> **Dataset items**
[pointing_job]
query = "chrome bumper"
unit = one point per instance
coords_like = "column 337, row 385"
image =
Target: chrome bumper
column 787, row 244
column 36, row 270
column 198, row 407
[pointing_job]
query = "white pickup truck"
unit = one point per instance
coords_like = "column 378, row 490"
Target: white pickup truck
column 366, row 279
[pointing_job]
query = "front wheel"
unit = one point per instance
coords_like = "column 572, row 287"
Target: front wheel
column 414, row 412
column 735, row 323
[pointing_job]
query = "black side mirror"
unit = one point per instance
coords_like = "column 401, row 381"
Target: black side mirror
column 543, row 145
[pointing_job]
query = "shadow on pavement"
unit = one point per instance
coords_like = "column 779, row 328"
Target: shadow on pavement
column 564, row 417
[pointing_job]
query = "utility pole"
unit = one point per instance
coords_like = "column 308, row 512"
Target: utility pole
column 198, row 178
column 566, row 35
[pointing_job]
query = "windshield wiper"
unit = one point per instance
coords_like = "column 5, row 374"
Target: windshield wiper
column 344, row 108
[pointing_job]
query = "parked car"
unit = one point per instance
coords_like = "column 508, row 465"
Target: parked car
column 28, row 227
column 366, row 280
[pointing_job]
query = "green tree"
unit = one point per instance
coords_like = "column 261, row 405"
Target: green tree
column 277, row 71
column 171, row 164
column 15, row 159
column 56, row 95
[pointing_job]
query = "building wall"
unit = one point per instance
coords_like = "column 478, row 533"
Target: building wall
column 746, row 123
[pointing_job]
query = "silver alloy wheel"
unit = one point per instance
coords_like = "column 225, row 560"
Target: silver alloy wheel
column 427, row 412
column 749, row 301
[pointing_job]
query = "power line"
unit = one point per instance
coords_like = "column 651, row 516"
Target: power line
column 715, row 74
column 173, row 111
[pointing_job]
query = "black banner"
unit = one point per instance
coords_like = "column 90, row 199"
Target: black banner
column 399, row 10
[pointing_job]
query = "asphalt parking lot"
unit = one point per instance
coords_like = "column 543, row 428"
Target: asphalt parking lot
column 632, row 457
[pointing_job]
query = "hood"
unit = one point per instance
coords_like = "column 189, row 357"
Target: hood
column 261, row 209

> **What to work on**
Each line of the data is to be transcribed exactly.

> **Response**
[pointing_job]
query = "chrome bumper"
unit = one point per instance
coords_like = "column 337, row 385"
image =
Target: chrome bumper
column 787, row 244
column 36, row 270
column 198, row 407
[pointing_job]
query = "white pickup truck"
unit = one point per instance
coords_like = "column 378, row 490"
Target: white pickup truck
column 366, row 279
[pointing_job]
query = "front wheel"
unit = one point per instance
coords_like = "column 572, row 287"
Target: front wheel
column 414, row 412
column 735, row 323
[pointing_job]
query = "black side mirror"
unit = one point per instance
coords_like = "column 401, row 381"
Target: black side mirror
column 543, row 145
[pointing_job]
query = "shadow on pavement"
unit = one point per instance
coords_like = "column 779, row 328"
Target: shadow on pavement
column 564, row 417
[pointing_job]
query = "utility pole"
unit = one point per instance
coords_like = "column 308, row 512"
Target: utility pole
column 198, row 178
column 566, row 35
[pointing_job]
query = "windshield wiper"
unit = one point per instance
coords_like = "column 5, row 374"
Target: windshield wiper
column 344, row 108
[pointing_job]
query = "parked car"
unit = one point per instance
coords_like = "column 508, row 465"
Target: parked car
column 28, row 227
column 366, row 280
[pointing_job]
query = "green tree"
unit = one point per instance
coords_like = "column 261, row 405"
Target: green tree
column 277, row 71
column 171, row 164
column 15, row 159
column 56, row 95
[pointing_job]
query = "building wall"
unit = one point per instance
coords_like = "column 478, row 533"
Target: building wall
column 746, row 123
[pointing_job]
query = "silver alloy wheel"
unit = one point per instance
coords_like = "column 225, row 560"
Target: silver alloy wheel
column 427, row 412
column 749, row 301
[pointing_job]
query = "power line"
unit = one point per instance
coords_like = "column 651, row 516"
Target: power line
column 715, row 74
column 173, row 111
[pointing_job]
query = "black banner"
unit = one point per instance
coords_like = "column 90, row 199"
Target: black banner
column 399, row 10
[pointing_job]
query = "asphalt parking lot"
unit = one point per instance
coords_like = "column 543, row 428"
Target: asphalt parking lot
column 632, row 457
[pointing_job]
query = "hood"
unit = one point per instance
coords_like = "column 189, row 357"
Target: hood
column 261, row 209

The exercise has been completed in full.